**Goal**: Copy out the line containing "Tag the limestone" and each line after it, through the last one in the material, exactly as written.

**Data to process**:
····················
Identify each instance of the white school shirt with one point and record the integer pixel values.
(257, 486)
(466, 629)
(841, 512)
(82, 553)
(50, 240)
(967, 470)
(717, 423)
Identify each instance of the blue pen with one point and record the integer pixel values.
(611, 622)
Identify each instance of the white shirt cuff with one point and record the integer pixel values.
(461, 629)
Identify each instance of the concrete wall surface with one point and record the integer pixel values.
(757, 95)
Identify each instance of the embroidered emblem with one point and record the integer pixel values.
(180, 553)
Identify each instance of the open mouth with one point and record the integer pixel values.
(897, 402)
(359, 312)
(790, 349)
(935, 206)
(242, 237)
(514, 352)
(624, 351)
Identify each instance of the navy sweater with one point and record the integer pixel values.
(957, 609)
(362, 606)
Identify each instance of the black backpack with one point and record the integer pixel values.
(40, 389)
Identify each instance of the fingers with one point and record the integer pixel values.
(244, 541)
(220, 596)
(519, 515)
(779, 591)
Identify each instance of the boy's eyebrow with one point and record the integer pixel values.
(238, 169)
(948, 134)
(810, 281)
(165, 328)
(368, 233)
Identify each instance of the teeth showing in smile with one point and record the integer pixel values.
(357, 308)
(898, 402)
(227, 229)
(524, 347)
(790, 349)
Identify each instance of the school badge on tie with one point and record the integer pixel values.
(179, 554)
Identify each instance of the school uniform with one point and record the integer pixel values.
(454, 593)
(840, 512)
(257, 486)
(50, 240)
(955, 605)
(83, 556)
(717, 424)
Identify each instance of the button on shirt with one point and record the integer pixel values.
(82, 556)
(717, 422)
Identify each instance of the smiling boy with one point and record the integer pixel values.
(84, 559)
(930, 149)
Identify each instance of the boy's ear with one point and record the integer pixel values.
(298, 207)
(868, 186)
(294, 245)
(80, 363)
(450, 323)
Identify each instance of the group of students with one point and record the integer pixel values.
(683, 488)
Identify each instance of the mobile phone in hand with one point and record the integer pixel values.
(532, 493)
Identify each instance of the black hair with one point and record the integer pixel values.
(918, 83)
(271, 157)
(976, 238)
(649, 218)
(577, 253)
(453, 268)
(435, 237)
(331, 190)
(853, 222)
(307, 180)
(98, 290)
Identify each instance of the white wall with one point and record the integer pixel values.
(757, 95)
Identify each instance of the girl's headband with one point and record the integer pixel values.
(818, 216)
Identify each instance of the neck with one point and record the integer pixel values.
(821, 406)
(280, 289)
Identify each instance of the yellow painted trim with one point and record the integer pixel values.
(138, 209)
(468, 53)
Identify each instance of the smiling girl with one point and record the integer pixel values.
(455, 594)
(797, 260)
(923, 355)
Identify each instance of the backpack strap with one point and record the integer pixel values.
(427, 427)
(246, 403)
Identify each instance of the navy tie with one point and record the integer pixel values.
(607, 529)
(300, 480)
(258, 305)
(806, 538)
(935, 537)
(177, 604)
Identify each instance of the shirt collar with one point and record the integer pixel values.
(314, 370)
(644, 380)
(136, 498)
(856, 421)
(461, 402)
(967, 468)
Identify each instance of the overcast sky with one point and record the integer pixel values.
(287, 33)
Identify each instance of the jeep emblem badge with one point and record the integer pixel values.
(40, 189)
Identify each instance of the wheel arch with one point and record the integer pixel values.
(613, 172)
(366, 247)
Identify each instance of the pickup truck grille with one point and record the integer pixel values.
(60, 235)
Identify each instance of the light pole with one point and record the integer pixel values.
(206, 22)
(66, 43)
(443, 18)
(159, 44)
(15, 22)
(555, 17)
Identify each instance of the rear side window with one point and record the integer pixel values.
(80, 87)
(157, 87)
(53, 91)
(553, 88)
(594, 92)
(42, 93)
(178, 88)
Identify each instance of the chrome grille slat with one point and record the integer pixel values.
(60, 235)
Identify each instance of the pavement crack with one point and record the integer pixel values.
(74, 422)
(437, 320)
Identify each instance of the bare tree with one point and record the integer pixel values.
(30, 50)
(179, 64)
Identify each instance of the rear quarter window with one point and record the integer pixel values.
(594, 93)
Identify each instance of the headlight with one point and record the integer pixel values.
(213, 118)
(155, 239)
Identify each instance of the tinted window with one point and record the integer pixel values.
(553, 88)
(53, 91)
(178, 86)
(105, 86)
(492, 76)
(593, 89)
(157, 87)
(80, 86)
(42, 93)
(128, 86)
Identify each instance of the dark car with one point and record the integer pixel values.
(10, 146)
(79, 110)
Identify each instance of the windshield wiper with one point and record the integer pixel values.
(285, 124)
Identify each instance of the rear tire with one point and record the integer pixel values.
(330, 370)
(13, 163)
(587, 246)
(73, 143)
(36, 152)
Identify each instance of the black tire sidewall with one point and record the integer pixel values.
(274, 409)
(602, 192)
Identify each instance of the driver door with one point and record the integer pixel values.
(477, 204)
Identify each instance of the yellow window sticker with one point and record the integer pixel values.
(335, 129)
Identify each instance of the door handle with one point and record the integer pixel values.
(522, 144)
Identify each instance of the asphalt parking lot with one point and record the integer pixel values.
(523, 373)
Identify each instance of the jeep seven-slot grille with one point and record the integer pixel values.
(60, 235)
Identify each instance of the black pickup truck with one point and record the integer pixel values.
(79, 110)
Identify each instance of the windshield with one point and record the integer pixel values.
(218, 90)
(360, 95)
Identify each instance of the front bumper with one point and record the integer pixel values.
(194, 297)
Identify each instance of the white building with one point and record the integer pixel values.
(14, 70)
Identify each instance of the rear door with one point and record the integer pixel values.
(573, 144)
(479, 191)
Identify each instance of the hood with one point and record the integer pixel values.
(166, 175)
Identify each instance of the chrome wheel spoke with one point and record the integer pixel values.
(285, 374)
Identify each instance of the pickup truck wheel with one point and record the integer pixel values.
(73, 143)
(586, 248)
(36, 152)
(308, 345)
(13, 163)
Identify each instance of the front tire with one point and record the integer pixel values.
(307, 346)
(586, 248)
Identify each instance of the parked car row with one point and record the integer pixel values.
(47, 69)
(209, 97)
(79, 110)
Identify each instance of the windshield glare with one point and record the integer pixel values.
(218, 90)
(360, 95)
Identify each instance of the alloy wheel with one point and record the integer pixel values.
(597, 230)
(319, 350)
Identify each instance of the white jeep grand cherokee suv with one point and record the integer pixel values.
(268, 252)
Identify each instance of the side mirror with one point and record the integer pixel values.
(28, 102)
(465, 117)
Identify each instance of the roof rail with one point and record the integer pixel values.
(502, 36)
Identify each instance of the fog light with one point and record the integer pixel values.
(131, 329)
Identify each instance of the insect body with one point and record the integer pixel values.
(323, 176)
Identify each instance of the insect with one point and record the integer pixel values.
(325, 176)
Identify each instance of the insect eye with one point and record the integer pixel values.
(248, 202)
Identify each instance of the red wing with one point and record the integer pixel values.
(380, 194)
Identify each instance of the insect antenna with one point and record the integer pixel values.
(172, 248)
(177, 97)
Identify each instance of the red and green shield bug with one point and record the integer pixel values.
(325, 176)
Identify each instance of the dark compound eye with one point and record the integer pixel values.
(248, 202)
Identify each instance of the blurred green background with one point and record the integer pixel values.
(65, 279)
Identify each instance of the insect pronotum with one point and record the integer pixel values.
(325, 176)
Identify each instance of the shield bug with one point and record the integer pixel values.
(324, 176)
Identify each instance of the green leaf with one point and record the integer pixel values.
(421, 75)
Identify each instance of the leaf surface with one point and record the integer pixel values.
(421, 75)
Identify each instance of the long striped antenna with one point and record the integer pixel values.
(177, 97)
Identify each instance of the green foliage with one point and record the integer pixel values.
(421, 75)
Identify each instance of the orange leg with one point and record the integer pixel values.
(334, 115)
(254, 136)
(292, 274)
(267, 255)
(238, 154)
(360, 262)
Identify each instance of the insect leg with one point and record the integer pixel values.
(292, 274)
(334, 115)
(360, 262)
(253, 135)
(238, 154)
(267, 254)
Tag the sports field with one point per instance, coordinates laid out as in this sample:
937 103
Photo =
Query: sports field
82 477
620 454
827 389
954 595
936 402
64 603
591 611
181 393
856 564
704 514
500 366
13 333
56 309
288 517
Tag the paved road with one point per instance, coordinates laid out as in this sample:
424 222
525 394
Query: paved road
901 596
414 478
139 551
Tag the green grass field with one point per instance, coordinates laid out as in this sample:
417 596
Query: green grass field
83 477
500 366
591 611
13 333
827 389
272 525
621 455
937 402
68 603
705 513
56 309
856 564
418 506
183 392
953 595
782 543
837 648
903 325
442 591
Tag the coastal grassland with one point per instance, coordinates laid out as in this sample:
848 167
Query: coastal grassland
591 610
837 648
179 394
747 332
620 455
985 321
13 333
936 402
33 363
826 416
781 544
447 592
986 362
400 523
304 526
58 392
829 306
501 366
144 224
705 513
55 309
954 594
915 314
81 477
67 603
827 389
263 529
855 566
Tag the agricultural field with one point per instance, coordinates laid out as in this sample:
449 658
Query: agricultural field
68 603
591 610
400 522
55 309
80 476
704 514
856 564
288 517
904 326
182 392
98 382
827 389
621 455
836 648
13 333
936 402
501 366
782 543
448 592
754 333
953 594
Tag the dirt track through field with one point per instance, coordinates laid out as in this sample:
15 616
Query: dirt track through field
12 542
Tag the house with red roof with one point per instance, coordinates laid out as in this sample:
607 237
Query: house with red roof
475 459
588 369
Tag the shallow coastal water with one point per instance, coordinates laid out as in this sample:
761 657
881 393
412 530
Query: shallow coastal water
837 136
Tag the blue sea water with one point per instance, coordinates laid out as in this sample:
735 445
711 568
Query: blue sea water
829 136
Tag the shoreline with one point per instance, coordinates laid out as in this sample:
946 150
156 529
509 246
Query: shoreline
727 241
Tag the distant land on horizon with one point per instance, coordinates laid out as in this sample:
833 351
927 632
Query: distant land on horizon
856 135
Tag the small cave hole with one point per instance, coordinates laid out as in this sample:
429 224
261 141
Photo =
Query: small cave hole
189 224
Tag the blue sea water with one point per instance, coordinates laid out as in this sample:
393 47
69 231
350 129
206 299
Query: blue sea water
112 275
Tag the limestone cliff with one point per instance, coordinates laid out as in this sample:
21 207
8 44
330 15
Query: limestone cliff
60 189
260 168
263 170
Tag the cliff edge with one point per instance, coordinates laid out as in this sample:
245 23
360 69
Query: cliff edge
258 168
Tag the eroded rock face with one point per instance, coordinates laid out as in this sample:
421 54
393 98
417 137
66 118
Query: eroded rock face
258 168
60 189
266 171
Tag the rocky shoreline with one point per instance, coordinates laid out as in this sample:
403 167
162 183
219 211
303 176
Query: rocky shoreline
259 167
····················
**Task solution**:
Tag the limestone cliff with one point per instance, coordinates laid out as in this sample:
21 207
8 44
330 15
Query: limestone cliff
60 189
260 168
263 170
Tag the cliff edge with one point per instance, coordinates laid out as in this sample:
245 23
360 69
Query: cliff edge
258 168
Tag the eroded rock face with one point per instance, coordinates laid out as in this sample:
421 54
393 98
417 137
66 118
Query: eroded rock face
258 168
60 189
266 171
Tag the rocky shoreline with one point per instance, coordinates laid out as in this sample:
403 167
162 183
219 211
303 176
Query: rocky shoreline
259 167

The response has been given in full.